··· Trecho escolhido ···
A reinvenção do arcaico? Notas introdutórias sobre a exploração do trabalho haitiano no Brasil

Francis Vinicius Portes Virginio

O propósito deste artigo é analisar algumas das principais características e formas de exploração dos haitianos no trabalho no Brasil. Os últimos anos foram marcados pela chegada de mais de 75.000 imigrantes haitianos ao país. A imigração começou após o terremoto de 2010 no Haiti, no qual mais de 250.000 pessoas morreram e o país foi completamente destruído. Os haitianos rapidamente constituíram o maior contingente de imigrantes no mercado de trabalho brasileiro. Naturalmente, um número crescente de estudos tem analisado esse fenômeno social e indicado intensas formas de exploração do trabalho desses imigrantes (Magalhães e Baeninger, 2016; Mamed e De Lima, 2015). Este artigo busca contribuir para essas discussões ao explorar o nexo da participação haitianos com as transformações no mercado de trabalho brasileiro nos últimos anos.

Apesar de seu caráter introdutório, este artigo permite entrever algumas das dimensões formais e informais da subordinação e exploração do trabalho haitiano no Brasil. O artigo contribui para a temática proposta nessa série apresentando flagrantes contradições entre o ideal de modernização das relações trabalhistas e práticas arcaicas de exploração desses imigrantes nos setores do agronegócio e da construção civil. Dessa forma, ele oferece evidências empíricas de como as estratégias de valorização do capital, pela modernização e desregulação desses setores, estão intrinsicamente associadas ao aumento da exploração do trabalho, sendo a inclusão do trabalho haitiano uma oportunidade de satisfação das mesmas.

Colhedores de Café, 1935 - Candido Portinari

Aspectos gerais da participação dos haitianos no mercado de trabalho brasileiro

Embora a complexidade da migração haitiana não possa ser reduzida à questão laboral (Seguy, 2014; Handerson, 2015), a condição dos haitianos no Brasil está relacionada diretamente as transformações no mercado de trabalho brasileiro. O aumento expressivo da participação de haitianos e outros imigrantes internacionais decorre não somente do crescimento econômico do país, mas também de dinâmicas subjacentes a expansão territorial e econômica do mercado laboral. Elas interferem nas ofertas de trabalho e no padrão de migração doméstica e, consequentemente, afetam a inclusão de trabalhadores em setores mais precários (Braga, 2012; Baeninger, 2012).
···
> **Instruções e requisitos**:
Prossiga com o trecho sobre o trabalho dos haitianos no Brasil, começando logo depois da última frase dele.
··· Dados ···
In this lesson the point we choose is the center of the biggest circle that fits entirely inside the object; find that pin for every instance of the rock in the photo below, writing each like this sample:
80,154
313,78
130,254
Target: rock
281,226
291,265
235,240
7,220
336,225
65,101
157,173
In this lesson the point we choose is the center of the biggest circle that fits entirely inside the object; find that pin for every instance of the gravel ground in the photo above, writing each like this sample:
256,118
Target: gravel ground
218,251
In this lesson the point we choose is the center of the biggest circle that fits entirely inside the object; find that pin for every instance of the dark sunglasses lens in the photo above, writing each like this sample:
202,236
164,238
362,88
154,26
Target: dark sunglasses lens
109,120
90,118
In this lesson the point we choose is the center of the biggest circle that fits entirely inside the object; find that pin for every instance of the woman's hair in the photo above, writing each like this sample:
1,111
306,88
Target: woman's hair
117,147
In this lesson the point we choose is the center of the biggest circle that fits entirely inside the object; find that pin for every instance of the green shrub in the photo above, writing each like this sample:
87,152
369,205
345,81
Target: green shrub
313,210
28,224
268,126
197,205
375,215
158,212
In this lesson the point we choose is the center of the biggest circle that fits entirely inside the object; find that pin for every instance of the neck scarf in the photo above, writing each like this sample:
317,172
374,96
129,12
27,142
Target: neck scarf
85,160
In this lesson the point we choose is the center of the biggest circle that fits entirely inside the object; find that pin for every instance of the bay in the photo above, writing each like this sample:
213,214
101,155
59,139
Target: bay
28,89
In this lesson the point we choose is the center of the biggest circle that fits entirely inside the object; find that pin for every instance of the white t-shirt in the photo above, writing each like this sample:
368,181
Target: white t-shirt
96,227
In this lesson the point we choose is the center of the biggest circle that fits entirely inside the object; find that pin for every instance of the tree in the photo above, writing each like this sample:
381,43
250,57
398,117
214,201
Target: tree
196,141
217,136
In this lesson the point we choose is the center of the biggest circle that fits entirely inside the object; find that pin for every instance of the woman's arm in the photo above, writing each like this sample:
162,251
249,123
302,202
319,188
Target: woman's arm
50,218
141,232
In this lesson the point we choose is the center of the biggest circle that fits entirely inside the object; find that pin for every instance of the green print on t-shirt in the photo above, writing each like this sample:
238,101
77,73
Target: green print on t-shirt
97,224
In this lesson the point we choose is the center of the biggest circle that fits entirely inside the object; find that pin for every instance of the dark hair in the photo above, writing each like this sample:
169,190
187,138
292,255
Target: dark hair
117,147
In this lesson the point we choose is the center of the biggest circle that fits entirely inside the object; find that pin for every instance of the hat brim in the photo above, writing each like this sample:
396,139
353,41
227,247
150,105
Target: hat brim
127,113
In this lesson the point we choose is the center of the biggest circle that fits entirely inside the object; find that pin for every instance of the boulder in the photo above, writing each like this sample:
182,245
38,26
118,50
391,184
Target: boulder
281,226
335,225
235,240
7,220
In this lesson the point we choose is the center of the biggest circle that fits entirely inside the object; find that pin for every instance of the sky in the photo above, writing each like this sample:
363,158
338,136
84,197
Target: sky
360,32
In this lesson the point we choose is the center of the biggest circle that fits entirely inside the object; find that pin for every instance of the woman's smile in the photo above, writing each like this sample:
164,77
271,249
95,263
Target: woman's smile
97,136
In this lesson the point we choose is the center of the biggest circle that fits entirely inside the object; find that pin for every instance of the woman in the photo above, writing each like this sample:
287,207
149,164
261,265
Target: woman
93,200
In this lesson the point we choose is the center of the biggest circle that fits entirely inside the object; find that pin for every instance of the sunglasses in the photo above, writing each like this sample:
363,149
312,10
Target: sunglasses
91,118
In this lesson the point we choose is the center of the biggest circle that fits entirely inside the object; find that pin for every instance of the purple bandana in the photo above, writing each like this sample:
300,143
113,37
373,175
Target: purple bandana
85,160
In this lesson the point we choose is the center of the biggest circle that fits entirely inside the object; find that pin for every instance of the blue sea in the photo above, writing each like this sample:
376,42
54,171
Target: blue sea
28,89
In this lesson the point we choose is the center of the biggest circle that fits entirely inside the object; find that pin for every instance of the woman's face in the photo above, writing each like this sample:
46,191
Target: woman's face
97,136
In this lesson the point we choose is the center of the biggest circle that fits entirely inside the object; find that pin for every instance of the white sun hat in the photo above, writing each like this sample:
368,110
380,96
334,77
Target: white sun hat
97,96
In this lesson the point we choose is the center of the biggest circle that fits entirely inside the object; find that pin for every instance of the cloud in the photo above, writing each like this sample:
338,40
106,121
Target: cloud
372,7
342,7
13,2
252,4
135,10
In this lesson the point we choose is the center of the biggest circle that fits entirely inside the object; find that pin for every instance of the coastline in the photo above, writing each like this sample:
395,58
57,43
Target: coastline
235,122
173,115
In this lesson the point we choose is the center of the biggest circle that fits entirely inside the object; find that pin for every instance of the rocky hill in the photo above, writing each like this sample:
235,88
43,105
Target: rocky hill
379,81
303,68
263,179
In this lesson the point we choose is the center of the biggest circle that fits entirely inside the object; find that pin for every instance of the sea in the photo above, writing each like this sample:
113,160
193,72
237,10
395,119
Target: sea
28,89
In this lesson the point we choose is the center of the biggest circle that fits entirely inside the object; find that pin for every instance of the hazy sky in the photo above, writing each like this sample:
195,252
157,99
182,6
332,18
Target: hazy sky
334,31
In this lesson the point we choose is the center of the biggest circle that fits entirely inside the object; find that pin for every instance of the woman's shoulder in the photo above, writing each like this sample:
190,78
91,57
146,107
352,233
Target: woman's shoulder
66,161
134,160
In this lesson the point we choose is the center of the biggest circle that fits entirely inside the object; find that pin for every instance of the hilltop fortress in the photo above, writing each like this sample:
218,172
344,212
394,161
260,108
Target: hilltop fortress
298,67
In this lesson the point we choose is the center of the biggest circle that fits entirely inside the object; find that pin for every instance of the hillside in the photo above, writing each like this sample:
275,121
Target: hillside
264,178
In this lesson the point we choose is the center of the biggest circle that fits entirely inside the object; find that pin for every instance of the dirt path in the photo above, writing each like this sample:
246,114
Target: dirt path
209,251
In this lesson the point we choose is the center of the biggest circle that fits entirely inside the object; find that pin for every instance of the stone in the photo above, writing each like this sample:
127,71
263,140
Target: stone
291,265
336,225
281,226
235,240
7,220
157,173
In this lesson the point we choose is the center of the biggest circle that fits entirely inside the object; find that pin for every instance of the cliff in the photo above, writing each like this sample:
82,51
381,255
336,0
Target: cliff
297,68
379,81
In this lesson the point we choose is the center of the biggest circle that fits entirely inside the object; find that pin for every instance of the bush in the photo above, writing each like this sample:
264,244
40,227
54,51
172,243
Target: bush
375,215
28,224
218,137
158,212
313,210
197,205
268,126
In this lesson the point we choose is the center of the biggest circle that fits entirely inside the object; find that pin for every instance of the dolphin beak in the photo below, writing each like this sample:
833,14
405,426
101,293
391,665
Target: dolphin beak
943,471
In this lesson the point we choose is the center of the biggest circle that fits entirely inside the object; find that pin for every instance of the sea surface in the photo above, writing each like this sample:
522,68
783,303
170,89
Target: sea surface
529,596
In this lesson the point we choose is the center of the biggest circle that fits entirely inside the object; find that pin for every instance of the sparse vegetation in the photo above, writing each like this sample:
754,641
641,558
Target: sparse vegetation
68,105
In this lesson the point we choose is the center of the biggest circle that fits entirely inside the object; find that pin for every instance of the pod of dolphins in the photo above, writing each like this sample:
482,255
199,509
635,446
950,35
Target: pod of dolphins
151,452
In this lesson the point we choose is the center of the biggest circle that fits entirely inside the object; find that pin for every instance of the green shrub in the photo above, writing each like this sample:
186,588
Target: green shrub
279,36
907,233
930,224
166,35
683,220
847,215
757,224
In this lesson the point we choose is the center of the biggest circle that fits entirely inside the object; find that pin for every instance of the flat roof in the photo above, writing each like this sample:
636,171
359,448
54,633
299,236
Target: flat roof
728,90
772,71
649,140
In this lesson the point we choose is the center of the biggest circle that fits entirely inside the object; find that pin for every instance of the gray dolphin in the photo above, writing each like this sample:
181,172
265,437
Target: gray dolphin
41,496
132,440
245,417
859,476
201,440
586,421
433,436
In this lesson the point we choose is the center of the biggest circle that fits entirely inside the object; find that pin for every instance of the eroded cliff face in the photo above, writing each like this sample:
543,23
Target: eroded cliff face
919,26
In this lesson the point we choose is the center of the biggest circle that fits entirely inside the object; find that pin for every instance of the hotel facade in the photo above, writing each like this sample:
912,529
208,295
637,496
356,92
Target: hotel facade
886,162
···
> **Resposta certa**:
Nas últimas décadas, o mercado de trabalho brasileiro tem sido marcado por processos de reestruturação produtiva e organizacional que visam a sua modernização e aumento da sua competitividade. Contudo, vasta literatura tem indicado que essas estratégias de optimização da produção no Brasil não estão somente relacionadas com inovações tecnológicas, mas estão intimamente associadas com condições de trabalho extremamente precárias e indignas ao trabalhador (Antunes, 2014; Braga, 2012; Barros e Mendes, 2003; Druck e Borges, 2002; Thomaz Jr., 2010). Essas medidas de modernização têm introduzido novas formas de precarização do trabalho (i.e. terceirização, contratos e jornadas flexíveis, entre outros) a fim de reduzir os custos e aumentar a produtividade.

É nesse contexto que se inserem os haitianos no mercado de trabalho brasileiro. Em sua maioria, eles ocupam postos de trabalho em condições degradantes, com baixos salários, alta rotatividade e ausência de perspectivas de ascensão na carreira. Os maiores empregadores de haitianos pertencem aos setores da construção civil e do agronegócio, os quais são marcados por trabalho sazonais, informalidade e condições de trabalho extremamente precárias. Não surpreendentemente, ambos setores lideram índices de acidentes no trabalho, adoecimento do trabalhador e denúncias de trabalho em condições análogas à escravidão, das quais imigrantes constituem 35% dos casos1.

Além disso, segundo dados do Dieese (2014), a construção civil é o setor com maior rotatividade de vagas no mercado de trabalho com 87,4%, seguido da agricultura com 65,9%. Essas tendências permitem paralelos com os altos índices de rotatividade dos haitianos no mercado de trabalho no ano seguinte:

Enquanto esses dados indicam algumas das dinâmicas quantitativas da mobilidade de haitianos no mercado de trabalho, as narrativas dos haitianos são indispensáveis para a compreensão mais abrangente de aspectos formais e informais da exploração desses trabalhadores no ambiente trabalho. As próximas duas seções apresentam experiências de haitianos nos setores do agronegócio e na construção civil. Foram realizadas 42 entrevistas semiestruturadas com haitianos entre junho e outubro de 2016 nos estados de São Paulo e Paraná. As narrativas sugerem que empregadores buscam forjar uma condição de subalternidade nos haitianos para aumentar a exploração do trabalho. Elas revelam que mecanismos simbólicos (i.e. discriminação étnica e racial) e violação de direitos trabalhistas (i.e. férias, pagamento de horas extras e limite de horas na jornada de trabalho), são utilizados como estratégias complementares de valorização do capital.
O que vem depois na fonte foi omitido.